:: Written instruction 1 ::
Format the records as a JSON list of strings, one string per line with blank lines omitted. Cover the lines from the one containing "Where can the residential" through the end of the records, both ends included.
++++ Extract to read ++++
The data economy: the whys I - digitalisation

Various technologies have been developed in the last 50 years to convert in a meaningful way atoms into bits.

A portable 3D scanner converts into bit an object shape. Credit: Creaform3D

Since at EIT Digital we are seriously considering to play a big role into the coming Data Economy, and this will likely be our "leit motif" over the coming 3 years I have started to share some thoughts on this. And, as you have seen, I started with an application area, Health Care, because our feeling is that the data economy will be driven by application areas, rather than be imposed in a top down fashion. Moving from application areas guarantees immediate returns.  And, I choose health care specifically because of the emotional relevance it has (you got plenty of data in moving containers around the world but that is much less catchy, isn't it?).

What happened in the last 50 years as computers percolated every path of business and life was a drive towards digitalization. In principle anything can be represented using bits, text, images, sound, urban plans and manufacturing processes.
++++
:: Written instruction 2 ::
List the things that the post on the data economy says can, in principle, be represented using bits.
++++ The input ++++
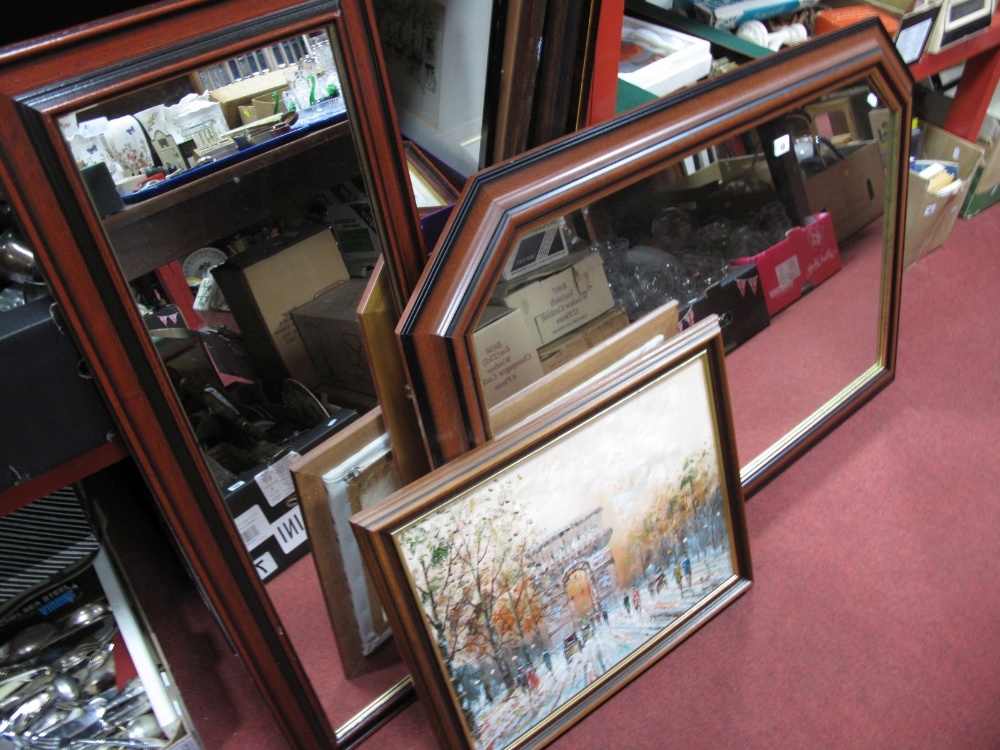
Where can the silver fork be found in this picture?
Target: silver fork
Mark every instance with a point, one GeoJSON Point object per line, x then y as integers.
{"type": "Point", "coordinates": [55, 742]}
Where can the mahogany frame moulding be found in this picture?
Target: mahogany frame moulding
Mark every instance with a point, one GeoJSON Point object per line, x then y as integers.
{"type": "Point", "coordinates": [44, 78]}
{"type": "Point", "coordinates": [437, 325]}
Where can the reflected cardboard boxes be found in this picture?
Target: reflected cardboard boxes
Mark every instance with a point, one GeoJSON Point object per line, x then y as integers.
{"type": "Point", "coordinates": [806, 257]}
{"type": "Point", "coordinates": [265, 505]}
{"type": "Point", "coordinates": [331, 331]}
{"type": "Point", "coordinates": [984, 189]}
{"type": "Point", "coordinates": [931, 212]}
{"type": "Point", "coordinates": [739, 301]}
{"type": "Point", "coordinates": [554, 313]}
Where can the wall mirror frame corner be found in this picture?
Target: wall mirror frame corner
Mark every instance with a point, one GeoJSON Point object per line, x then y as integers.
{"type": "Point", "coordinates": [505, 204]}
{"type": "Point", "coordinates": [43, 81]}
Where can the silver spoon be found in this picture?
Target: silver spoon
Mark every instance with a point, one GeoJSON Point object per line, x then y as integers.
{"type": "Point", "coordinates": [25, 714]}
{"type": "Point", "coordinates": [66, 686]}
{"type": "Point", "coordinates": [30, 641]}
{"type": "Point", "coordinates": [146, 728]}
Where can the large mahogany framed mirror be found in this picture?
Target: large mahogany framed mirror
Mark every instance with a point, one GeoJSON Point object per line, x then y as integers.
{"type": "Point", "coordinates": [64, 97]}
{"type": "Point", "coordinates": [665, 198]}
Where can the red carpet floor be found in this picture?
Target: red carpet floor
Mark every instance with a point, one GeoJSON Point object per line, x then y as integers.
{"type": "Point", "coordinates": [873, 618]}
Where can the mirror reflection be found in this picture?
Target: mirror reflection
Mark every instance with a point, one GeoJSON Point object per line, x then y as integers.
{"type": "Point", "coordinates": [234, 200]}
{"type": "Point", "coordinates": [777, 231]}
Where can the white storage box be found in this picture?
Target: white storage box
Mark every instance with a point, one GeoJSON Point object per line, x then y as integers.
{"type": "Point", "coordinates": [660, 60]}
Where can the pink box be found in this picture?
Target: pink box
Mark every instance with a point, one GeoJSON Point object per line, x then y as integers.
{"type": "Point", "coordinates": [806, 257]}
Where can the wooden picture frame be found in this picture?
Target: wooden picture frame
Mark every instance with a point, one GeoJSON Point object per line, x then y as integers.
{"type": "Point", "coordinates": [515, 565]}
{"type": "Point", "coordinates": [503, 204]}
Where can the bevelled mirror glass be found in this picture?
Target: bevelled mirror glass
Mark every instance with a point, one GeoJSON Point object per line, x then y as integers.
{"type": "Point", "coordinates": [770, 197]}
{"type": "Point", "coordinates": [218, 171]}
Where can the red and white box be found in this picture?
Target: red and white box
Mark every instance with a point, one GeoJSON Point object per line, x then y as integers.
{"type": "Point", "coordinates": [806, 257]}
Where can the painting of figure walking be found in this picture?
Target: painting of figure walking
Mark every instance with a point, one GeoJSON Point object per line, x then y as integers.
{"type": "Point", "coordinates": [573, 567]}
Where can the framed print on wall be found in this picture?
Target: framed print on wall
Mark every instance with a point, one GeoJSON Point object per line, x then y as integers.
{"type": "Point", "coordinates": [529, 580]}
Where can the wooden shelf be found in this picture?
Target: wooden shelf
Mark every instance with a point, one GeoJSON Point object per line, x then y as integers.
{"type": "Point", "coordinates": [222, 203]}
{"type": "Point", "coordinates": [65, 474]}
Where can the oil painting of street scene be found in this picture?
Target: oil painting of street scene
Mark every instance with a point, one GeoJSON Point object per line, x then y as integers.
{"type": "Point", "coordinates": [556, 570]}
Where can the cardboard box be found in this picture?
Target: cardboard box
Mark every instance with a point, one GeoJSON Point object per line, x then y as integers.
{"type": "Point", "coordinates": [738, 300]}
{"type": "Point", "coordinates": [505, 352]}
{"type": "Point", "coordinates": [805, 258]}
{"type": "Point", "coordinates": [244, 92]}
{"type": "Point", "coordinates": [52, 410]}
{"type": "Point", "coordinates": [574, 292]}
{"type": "Point", "coordinates": [727, 14]}
{"type": "Point", "coordinates": [265, 506]}
{"type": "Point", "coordinates": [572, 345]}
{"type": "Point", "coordinates": [852, 190]}
{"type": "Point", "coordinates": [263, 284]}
{"type": "Point", "coordinates": [931, 216]}
{"type": "Point", "coordinates": [984, 189]}
{"type": "Point", "coordinates": [332, 334]}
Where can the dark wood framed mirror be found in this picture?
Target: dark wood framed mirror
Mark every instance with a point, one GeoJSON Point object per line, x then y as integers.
{"type": "Point", "coordinates": [104, 246]}
{"type": "Point", "coordinates": [730, 148]}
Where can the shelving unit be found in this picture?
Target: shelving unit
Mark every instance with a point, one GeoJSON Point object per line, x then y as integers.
{"type": "Point", "coordinates": [225, 201]}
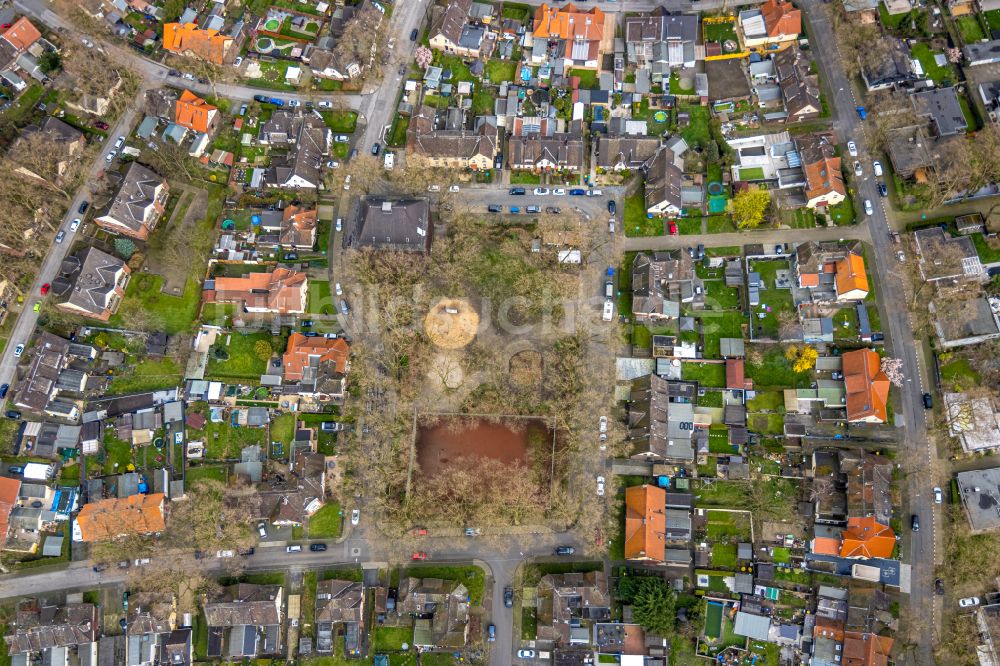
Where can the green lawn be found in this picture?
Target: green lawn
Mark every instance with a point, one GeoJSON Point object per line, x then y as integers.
{"type": "Point", "coordinates": [472, 577]}
{"type": "Point", "coordinates": [320, 301]}
{"type": "Point", "coordinates": [326, 522]}
{"type": "Point", "coordinates": [501, 70]}
{"type": "Point", "coordinates": [697, 131]}
{"type": "Point", "coordinates": [588, 78]}
{"type": "Point", "coordinates": [243, 363]}
{"type": "Point", "coordinates": [969, 28]}
{"type": "Point", "coordinates": [707, 374]}
{"type": "Point", "coordinates": [149, 374]}
{"type": "Point", "coordinates": [145, 302]}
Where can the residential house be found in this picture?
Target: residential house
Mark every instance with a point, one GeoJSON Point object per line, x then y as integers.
++++
:: Correct answer 1 ::
[
  "Where can the residential house be found in this picture?",
  "Target: residential house",
  "Mark every instance with a point, one GeoJSON Point object per line, x then y as integers."
]

:: Correct answer 2 ::
text, images, sound, urban plans, manufacturing processes